### Extract
(begin)
Black Hole discovered in Orion's Sword

Posted Nov 6, 2012 by Abigail Prendergast
The Trapezium of stars that make up the famed Orion's Sword of the Nebula Cluster of the same namesake have always been cloaked in mystery regarding their rapid movement. Scientists say they may have found the culprit: a Black Hole of 200 solar masses.
This artist s drawing shows a supermassive black hole in the center of a galaxy. The black hole is s...
This artist's drawing shows a supermassive black hole in the center of a galaxy. The black hole is surrounded by a cloud of material that is spiraling into it.
NASA E/PO, Sonoma State University, Aurore Simonnet
The Orion Nebula, one of the most recognizable constellations in the known sky, has been the subject of awe and mystery since it was found scattered among the night. An international collective of astrophysicists, using elaborate computer modeling software, have brought light to the enigma that is the "binding force" of a cluster of "unruly and rapidly swirling stars" found in the famous stellar huntman's sword, which consists of four bright ones according to
The Nebula Cluster, named after the ultimately star-bound giant, has long been cloaked in a veil of uncertainly and, of course, intrigue, since Galileo discovered it almost 400 years ago. Speculated to have been formed one or two million years ago, the stars within the Sword, along with the rest of Orion can be seen quite well this time of year, "ascending in the east," reports EarthSky. It can be viewed from pretty much anywhere in the world.
(end)
### Work to do
1. Name every person mentioned in the article on the Orion black hole.
2. Using the article on the Orion black hole, decide whether each statement agrees with it, answering yes or no and quoting the deciding words: (a) The black hole is reported to be 200 solar masses. (b) Galileo discovered the Nebula Cluster about 200 years ago. (c) The cluster can be viewed only from a few places on Earth.
3. Carry the article on the Orion black hole forward from its final sentence.
The records that follow are not needed for working with the article on the Orion black hole.

### Entries shown
(begin)
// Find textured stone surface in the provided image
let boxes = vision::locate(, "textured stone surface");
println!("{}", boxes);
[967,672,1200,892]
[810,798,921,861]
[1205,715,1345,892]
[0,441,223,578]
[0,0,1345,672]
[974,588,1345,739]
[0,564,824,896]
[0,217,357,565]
(end)
(begin)
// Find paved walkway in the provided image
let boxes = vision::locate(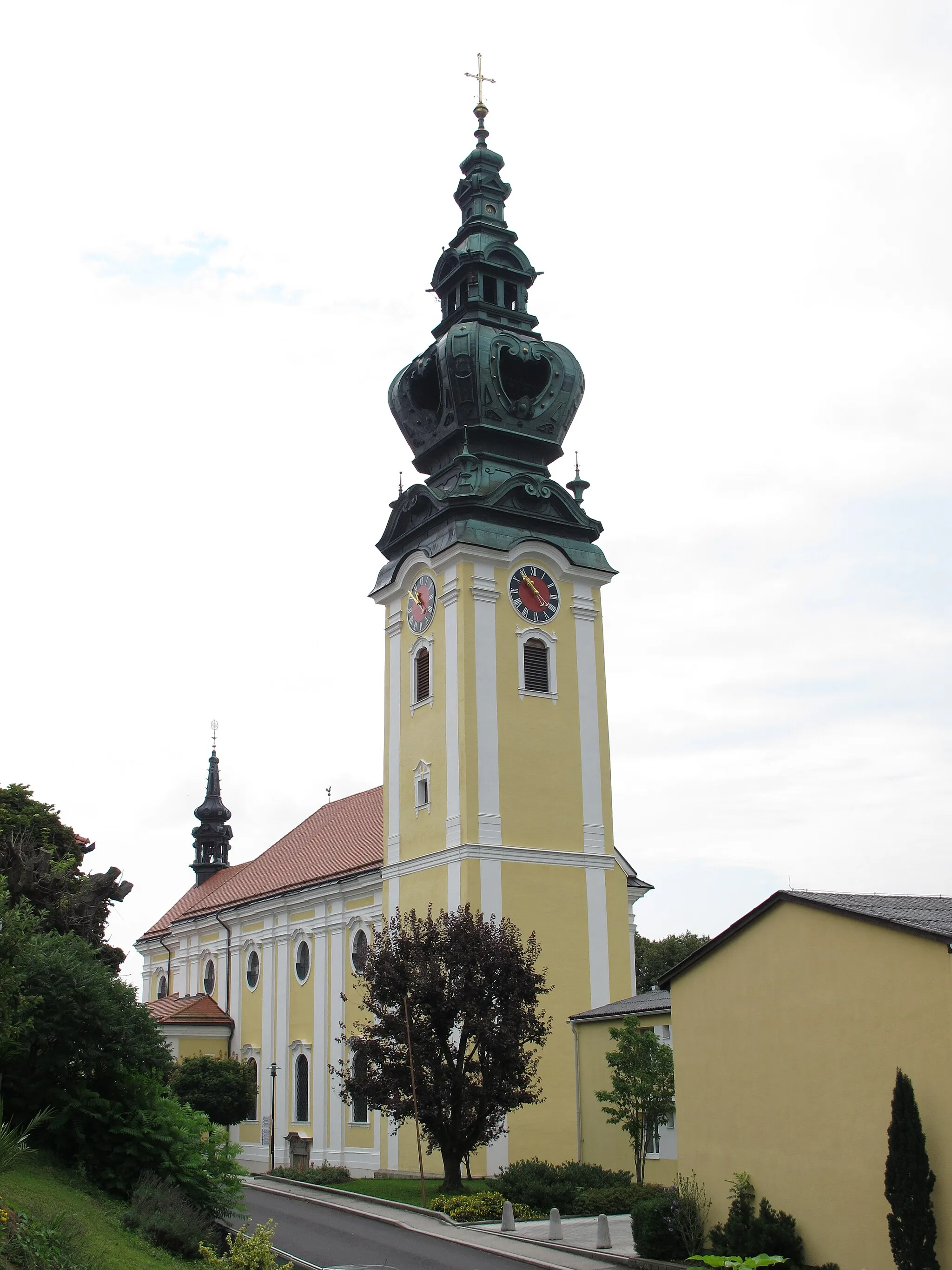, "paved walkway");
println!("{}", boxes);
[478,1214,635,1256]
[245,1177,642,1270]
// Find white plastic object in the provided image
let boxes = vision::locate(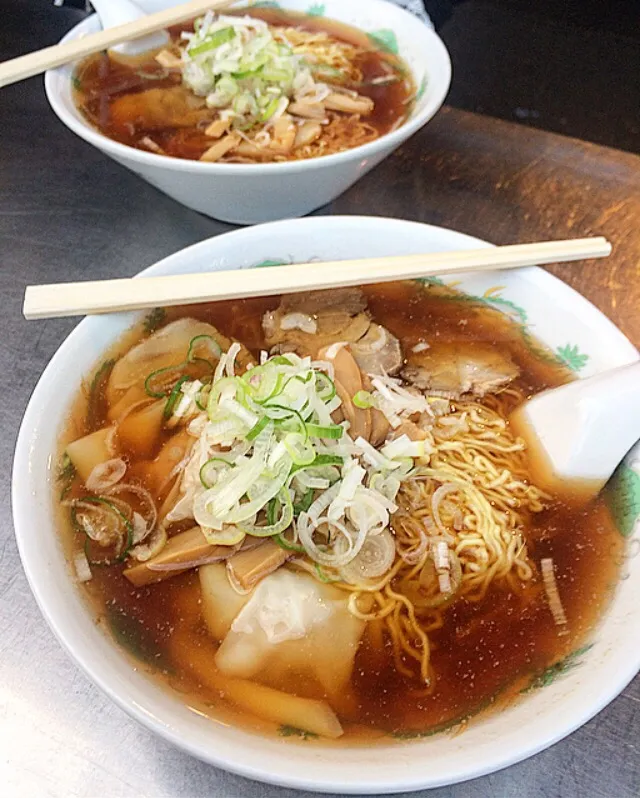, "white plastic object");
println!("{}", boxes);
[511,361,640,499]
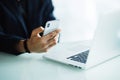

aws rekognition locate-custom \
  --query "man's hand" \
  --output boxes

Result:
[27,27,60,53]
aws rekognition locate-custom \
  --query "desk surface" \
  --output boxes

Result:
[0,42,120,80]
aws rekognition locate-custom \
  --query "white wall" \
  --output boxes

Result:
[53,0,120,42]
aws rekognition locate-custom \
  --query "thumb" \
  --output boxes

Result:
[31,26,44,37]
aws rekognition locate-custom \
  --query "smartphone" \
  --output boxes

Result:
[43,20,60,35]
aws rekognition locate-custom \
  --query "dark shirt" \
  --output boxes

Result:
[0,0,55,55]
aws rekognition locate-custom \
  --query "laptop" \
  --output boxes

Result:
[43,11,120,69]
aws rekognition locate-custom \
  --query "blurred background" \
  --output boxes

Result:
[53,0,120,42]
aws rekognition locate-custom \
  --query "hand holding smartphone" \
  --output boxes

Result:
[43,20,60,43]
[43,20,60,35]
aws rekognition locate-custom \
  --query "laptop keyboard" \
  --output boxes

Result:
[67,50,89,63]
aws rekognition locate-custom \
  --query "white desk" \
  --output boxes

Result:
(end)
(begin)
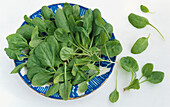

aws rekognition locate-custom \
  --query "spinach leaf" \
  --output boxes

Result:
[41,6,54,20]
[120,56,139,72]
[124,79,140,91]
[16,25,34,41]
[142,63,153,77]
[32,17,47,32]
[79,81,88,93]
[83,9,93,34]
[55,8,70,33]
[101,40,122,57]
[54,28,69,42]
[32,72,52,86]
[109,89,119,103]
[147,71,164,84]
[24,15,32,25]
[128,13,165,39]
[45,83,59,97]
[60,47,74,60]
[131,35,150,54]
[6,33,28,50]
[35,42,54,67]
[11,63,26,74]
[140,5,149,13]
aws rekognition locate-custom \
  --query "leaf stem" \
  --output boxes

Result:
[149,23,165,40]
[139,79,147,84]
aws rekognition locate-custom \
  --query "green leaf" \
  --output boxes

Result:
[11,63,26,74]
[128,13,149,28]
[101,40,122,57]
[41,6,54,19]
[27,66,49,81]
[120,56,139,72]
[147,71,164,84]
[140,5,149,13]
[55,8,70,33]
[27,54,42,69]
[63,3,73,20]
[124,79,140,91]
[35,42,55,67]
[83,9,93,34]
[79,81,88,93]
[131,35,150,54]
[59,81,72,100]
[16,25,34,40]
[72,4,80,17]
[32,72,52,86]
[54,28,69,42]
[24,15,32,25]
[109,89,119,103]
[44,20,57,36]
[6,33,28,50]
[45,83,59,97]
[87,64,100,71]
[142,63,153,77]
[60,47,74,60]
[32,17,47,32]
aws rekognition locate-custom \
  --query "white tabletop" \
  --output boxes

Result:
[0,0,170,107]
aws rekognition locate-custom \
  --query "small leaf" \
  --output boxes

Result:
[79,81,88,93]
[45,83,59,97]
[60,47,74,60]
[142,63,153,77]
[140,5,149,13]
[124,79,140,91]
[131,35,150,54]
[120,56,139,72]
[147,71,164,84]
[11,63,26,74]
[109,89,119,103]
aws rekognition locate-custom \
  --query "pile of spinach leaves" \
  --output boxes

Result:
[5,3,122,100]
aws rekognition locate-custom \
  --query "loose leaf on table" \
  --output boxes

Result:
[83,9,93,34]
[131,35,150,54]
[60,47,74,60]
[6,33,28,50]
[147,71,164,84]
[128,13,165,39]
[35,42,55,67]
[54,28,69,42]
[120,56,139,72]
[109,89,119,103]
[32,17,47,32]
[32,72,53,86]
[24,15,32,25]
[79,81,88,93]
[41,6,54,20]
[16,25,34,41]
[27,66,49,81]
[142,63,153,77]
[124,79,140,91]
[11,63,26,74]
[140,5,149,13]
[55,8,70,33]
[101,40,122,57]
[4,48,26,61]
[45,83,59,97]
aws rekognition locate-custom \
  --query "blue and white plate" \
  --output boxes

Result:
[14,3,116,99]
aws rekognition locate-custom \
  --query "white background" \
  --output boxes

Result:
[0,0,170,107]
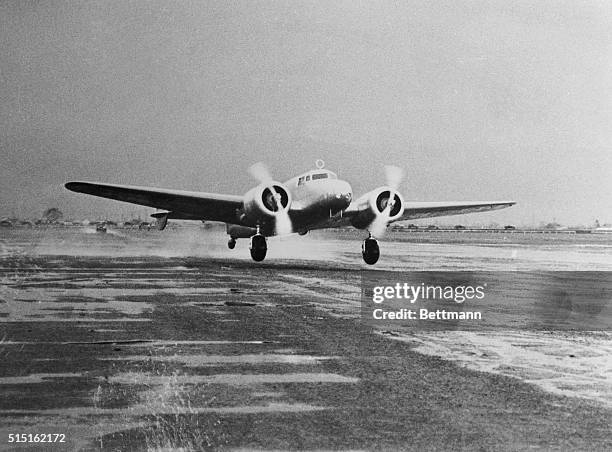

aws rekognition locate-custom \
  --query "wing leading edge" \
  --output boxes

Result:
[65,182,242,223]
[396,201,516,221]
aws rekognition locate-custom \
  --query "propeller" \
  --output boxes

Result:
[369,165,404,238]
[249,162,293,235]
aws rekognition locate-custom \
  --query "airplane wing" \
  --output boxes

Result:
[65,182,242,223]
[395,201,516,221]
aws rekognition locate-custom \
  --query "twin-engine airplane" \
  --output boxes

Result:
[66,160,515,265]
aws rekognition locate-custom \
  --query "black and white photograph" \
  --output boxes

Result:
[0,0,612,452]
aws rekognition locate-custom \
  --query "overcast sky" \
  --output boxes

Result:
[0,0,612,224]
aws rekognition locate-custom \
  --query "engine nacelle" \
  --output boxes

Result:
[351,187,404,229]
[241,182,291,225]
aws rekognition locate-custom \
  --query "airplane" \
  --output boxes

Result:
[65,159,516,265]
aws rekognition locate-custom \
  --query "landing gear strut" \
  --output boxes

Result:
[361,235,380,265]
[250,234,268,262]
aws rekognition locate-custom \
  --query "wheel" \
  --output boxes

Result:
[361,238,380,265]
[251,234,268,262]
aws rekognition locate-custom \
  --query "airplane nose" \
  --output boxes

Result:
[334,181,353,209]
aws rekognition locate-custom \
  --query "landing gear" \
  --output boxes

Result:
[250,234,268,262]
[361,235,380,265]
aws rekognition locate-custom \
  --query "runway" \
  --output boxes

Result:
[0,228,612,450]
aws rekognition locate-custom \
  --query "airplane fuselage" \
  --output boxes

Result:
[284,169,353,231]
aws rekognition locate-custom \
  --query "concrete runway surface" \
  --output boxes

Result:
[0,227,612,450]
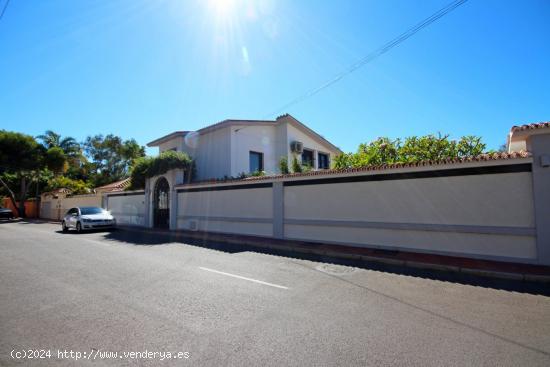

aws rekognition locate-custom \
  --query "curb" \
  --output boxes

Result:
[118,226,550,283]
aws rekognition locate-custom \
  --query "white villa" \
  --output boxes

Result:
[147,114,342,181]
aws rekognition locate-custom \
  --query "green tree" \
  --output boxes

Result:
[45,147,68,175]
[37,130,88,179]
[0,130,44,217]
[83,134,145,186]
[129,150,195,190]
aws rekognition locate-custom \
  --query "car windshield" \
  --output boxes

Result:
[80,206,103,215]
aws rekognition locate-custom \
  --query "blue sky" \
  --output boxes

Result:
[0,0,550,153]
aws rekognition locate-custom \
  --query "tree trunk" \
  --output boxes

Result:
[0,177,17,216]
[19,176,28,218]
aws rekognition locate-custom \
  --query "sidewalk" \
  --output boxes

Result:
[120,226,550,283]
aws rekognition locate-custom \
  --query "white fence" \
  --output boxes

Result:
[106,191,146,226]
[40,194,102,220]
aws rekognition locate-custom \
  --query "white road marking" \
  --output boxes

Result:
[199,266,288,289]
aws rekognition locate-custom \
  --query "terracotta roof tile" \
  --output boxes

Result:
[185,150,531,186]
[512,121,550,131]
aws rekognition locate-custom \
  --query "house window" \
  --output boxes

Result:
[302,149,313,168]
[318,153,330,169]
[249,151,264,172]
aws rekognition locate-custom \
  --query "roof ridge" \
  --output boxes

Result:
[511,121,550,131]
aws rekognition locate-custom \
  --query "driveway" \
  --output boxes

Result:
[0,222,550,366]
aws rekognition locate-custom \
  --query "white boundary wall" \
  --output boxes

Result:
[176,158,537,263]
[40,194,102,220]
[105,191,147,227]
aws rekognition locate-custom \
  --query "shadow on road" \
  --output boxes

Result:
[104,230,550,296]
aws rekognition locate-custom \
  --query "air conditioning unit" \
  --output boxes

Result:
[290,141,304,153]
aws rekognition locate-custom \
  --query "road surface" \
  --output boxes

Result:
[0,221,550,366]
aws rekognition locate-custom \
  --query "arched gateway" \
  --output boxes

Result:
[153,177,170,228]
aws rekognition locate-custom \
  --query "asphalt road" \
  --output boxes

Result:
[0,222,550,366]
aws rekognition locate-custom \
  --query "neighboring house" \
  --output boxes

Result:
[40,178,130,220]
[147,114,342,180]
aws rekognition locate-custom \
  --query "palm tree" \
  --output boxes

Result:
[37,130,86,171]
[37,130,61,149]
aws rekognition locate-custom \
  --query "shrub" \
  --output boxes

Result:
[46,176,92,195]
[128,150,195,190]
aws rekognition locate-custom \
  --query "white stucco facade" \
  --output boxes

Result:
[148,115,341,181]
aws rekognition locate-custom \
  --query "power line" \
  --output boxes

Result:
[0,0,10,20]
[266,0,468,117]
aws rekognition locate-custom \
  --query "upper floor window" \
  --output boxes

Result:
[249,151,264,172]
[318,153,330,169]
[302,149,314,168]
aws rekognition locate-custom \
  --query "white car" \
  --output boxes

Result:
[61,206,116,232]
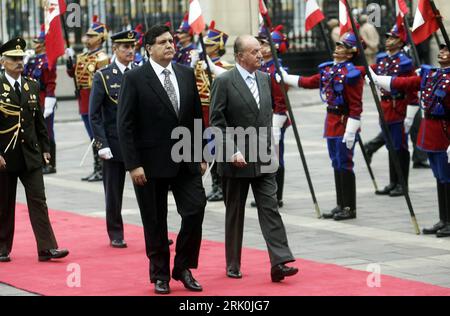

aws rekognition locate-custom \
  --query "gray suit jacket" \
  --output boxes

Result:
(end)
### Task-by-task outputs
1. Abigail Prendergast, Aurore Simonnet, Galileo

2.
(a) Yes: "a Black Hole of 200 solar masses"
(b) No: "since Galileo discovered it almost 400 years ago"
(c) No: "It can be viewed from pretty much anywhere in the world."

3.
According to astrophysicists, including Dr. Holger Baumgardt, the aforementioned force is likely to be a Black Hole located somewhere in the between the four bright-shining stars that make up the famed Orion's Sword, known in astronomy as the Trapezium at the very core of the Nebula.
"The stars in the cluster move at a rapid speed, as if the whole cluster was flying apart," says
The amount of high-mass stars are limited and move very rapidly as opposed to low-mass, lightweight stars within the confines of the Orion Nebula.
"These properties have been a puzzle to astronomers, given all the knowledge that they have about how stars are formed and distributed," said Dr. Baumgardt, professor of Mathematics and Physics at the UQ school. The findings of the study have been published in The Astrophysical Journal.
The Black Hole is measured to be about 200 times as massive as our own sun reports Cornell University Library. In astronomical terms, Orion sits in our "own backyard" a mere 1000 or so light years away says Science 2.0.
Setting up a virtual computer model of the Orion Nebula, "representing a tight cloud of inter-stellar gas containing the right combination of heavy and light stars."
Scientists then calculated the stars' movement within the confines of the system.
"In our model, we had to invent a new method of dealing with the gas and the way it is driven out from the cluster by the intensely radiating high-mass stars," said lead author and Charles University of Prague's Dr. Ladislav Subr.
As gas kept being pushed outward, the calculations explained, thus causing the cluster to expand and the stars to move around more rapidly. Dr. Baumgardt stated that studying and crunching the numbers for such a dense cluster was a challenge as the required computations were many.
Several of the heavy-massed stars were "sling-shot" from the cluster, where as others were forced into the middle of it and collided with the most massive star within it. Ultimately, said star became too massive, as well as unstable, and thus, collapsed into itself becoming a Black Hole.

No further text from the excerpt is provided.